• Work order: Output the data below in full, byte for byte. Nothing may differ.

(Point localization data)
===
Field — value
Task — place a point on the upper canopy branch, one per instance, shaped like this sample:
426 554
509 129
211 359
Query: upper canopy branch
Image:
===
• Exercise solution:
Field — value
Task — place a point on the upper canopy branch, one per instance, shaped like this sample:
426 554
509 129
211 359
Query: upper canopy branch
Image:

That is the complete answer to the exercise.